The only real way to get a good handle on the characteristics of your particular lens is to use it again and again, and check the results carefully at a high magnification.

In any case, the optical sharpness of a lens is only one of the factors that determines total sharpness (you also need to consider the qualities of the sensor that will be recording the image, and software that is applied to sharpen the image).

Now we get to the meat of the matter. Photographic technique is far and away more important to the ultimate apparent sharpness of a photo than optical sharpness (or the other hardware and software considerations I’ve mentioned). Of course, you could contradict me by taking things to the limit: a plastic lens coated with vaseline will never produce an apparently sharp image. But given a halfway reasonable lens, the incremental difference in sharpness between the sharpest and least sharp apertures is close to irrelevant.

To give you an example, intentionally creating intermittent sharpness (some parts of a photo are sharp and some are not) makes the sharp parts of the photo look sharper than they would if the photo were at one overall level of sharpness.

With both telephoto images and macro images, and doubly so with macro telephoto shots like the iris, depth-of-field (the range from front to back of in-focus elements) is shallow. My most important concern in this photo is to maximize depth-of-field, to get as much of the image as possible in focus: hence my choice of a small aperture.

--- Supplied entries ---

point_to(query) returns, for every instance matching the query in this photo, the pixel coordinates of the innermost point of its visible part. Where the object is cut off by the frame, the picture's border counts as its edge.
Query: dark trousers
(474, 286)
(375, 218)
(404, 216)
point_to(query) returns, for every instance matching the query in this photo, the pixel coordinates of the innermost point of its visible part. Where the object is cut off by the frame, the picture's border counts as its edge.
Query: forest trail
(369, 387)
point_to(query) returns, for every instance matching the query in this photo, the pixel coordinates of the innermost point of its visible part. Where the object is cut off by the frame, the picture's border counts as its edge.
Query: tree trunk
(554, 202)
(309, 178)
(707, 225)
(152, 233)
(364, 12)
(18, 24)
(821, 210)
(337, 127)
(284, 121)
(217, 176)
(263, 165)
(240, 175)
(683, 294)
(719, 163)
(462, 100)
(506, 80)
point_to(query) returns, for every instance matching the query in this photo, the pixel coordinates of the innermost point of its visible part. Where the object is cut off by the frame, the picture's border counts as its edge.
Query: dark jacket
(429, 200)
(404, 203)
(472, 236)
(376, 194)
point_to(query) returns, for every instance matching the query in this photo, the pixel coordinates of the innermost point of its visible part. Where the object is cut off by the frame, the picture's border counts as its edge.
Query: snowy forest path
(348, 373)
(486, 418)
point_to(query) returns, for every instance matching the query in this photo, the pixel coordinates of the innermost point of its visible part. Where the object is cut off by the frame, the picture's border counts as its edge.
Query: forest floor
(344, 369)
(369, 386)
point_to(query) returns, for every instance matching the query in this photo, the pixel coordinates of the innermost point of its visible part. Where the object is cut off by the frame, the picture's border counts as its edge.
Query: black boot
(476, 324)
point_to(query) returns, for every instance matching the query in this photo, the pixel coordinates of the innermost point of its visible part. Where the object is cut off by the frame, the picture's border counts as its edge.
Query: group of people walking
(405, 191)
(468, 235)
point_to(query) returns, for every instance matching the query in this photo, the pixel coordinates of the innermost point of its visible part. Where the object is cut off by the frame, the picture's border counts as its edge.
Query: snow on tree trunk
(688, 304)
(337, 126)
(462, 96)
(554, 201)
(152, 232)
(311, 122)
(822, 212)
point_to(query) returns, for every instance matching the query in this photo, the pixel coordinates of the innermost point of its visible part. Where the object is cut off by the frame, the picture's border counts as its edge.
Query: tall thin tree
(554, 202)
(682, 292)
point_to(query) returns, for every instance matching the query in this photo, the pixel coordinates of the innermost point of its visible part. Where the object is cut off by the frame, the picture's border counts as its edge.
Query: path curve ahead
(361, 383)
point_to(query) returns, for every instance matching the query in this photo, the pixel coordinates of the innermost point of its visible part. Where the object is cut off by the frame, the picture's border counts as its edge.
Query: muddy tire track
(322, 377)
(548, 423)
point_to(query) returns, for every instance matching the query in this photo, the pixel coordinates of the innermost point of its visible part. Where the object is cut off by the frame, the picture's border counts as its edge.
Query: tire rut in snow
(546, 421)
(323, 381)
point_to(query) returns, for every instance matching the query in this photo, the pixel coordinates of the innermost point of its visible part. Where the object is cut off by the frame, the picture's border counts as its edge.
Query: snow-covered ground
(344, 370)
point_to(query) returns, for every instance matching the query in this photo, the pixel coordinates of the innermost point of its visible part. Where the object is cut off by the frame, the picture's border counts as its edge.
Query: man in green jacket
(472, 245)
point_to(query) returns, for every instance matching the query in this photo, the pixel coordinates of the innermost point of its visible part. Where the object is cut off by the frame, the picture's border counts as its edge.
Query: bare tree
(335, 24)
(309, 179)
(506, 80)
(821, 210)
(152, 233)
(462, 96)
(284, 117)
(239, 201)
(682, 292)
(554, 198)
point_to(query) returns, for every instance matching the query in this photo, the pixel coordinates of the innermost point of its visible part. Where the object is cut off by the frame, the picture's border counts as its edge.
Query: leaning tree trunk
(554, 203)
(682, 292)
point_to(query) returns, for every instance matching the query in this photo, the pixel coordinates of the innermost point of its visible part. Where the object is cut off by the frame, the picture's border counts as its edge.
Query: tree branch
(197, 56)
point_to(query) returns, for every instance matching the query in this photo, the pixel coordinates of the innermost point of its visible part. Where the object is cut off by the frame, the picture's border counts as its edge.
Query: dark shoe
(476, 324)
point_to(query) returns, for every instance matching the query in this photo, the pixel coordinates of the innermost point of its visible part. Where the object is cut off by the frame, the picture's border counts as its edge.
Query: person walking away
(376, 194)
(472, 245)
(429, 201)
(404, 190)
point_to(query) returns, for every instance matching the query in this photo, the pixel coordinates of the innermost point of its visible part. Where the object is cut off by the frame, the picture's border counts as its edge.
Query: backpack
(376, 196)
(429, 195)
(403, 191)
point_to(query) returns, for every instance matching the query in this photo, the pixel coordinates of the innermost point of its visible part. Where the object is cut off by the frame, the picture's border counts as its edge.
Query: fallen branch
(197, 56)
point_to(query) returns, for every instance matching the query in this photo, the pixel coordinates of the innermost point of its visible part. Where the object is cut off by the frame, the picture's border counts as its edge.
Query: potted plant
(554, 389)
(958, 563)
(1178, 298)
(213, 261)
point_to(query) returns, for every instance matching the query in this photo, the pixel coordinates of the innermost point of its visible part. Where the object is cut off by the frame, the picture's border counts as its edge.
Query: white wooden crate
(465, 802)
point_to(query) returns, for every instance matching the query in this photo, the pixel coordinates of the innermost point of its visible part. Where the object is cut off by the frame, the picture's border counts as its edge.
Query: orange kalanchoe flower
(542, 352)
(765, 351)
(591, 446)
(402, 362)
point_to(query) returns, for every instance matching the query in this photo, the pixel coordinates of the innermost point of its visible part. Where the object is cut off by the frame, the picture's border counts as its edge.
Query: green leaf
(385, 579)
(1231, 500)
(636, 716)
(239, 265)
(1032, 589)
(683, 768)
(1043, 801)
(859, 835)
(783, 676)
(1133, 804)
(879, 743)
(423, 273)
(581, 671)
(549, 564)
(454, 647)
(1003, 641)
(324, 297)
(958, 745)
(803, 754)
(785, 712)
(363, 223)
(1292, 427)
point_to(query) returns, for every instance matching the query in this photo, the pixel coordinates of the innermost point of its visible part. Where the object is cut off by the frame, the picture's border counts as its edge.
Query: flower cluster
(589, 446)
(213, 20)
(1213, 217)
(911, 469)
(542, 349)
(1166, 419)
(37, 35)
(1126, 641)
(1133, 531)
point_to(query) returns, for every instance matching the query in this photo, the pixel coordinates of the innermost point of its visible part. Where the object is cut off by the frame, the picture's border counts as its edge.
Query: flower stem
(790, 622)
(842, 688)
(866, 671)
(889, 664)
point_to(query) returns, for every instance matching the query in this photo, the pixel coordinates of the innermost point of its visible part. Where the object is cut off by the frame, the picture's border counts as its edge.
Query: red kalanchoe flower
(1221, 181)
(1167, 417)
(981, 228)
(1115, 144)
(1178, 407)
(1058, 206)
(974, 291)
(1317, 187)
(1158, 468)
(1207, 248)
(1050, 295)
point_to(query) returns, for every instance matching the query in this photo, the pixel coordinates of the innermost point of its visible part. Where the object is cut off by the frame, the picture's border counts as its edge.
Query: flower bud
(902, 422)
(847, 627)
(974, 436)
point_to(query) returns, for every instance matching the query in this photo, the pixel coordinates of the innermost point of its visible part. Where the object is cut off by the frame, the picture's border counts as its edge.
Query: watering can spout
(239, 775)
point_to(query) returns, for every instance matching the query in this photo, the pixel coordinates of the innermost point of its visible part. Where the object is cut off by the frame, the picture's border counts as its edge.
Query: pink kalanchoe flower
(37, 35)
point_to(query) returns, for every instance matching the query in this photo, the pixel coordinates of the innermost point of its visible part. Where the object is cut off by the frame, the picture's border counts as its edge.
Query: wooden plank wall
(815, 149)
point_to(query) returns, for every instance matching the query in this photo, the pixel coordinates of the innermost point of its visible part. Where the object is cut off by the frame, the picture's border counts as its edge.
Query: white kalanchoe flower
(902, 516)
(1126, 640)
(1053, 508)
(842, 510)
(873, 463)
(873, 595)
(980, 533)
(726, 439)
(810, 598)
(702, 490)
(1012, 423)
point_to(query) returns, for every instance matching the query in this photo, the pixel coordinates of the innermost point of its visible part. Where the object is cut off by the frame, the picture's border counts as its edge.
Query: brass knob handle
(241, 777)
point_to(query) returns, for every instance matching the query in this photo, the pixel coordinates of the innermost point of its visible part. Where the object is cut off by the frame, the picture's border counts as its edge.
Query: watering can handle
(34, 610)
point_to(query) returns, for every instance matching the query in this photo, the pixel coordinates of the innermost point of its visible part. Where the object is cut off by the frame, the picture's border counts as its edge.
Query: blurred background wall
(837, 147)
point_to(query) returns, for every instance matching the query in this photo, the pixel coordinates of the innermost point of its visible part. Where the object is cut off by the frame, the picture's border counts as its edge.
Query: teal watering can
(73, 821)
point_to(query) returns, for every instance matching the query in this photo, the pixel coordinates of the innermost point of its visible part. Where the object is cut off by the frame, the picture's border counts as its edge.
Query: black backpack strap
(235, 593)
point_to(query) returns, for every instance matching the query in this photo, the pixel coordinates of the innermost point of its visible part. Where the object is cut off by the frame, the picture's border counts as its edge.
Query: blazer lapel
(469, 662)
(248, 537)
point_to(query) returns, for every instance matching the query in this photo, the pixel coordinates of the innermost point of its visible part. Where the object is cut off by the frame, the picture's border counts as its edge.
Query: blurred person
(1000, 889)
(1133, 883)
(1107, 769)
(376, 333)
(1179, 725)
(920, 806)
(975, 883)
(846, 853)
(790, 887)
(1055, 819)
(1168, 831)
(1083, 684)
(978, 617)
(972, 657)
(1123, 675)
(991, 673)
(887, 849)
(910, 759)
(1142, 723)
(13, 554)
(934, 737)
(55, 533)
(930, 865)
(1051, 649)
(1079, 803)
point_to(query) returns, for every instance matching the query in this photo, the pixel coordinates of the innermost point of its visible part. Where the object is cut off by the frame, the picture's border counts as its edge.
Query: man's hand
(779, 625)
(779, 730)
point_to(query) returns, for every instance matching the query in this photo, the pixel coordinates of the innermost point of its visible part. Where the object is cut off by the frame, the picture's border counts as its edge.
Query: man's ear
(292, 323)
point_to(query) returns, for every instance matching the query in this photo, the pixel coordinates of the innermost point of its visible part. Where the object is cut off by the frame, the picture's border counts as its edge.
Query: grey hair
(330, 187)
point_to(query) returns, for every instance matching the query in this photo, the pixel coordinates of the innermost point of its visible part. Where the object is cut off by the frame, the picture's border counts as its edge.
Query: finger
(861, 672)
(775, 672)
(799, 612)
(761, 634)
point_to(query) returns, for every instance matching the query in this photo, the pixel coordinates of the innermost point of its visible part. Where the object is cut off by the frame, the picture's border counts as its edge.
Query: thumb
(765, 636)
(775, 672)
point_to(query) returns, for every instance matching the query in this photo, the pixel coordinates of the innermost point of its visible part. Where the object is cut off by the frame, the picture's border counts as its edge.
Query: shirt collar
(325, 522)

--- Problems to solve ---
[1] Answer these from the passage on photo sharpness:
(a) Besides the optical sharpness of the lens, what two other things does it say affect total sharpness?
(b) What will a plastic lens coated with vaseline never produce?
(c) What was the writer's main goal in choosing a small aperture for the iris photo?
[2] How many lines in the entries contain the string "person"? Reply with only the number.

--- Written answers ---
[1]
(a) The qualities of the sensor that records the image, and the software applied to sharpen the image.
(b) An apparently sharp image.
(c) To maximize depth-of-field and get as much of the image as possible in focus.

[2] 2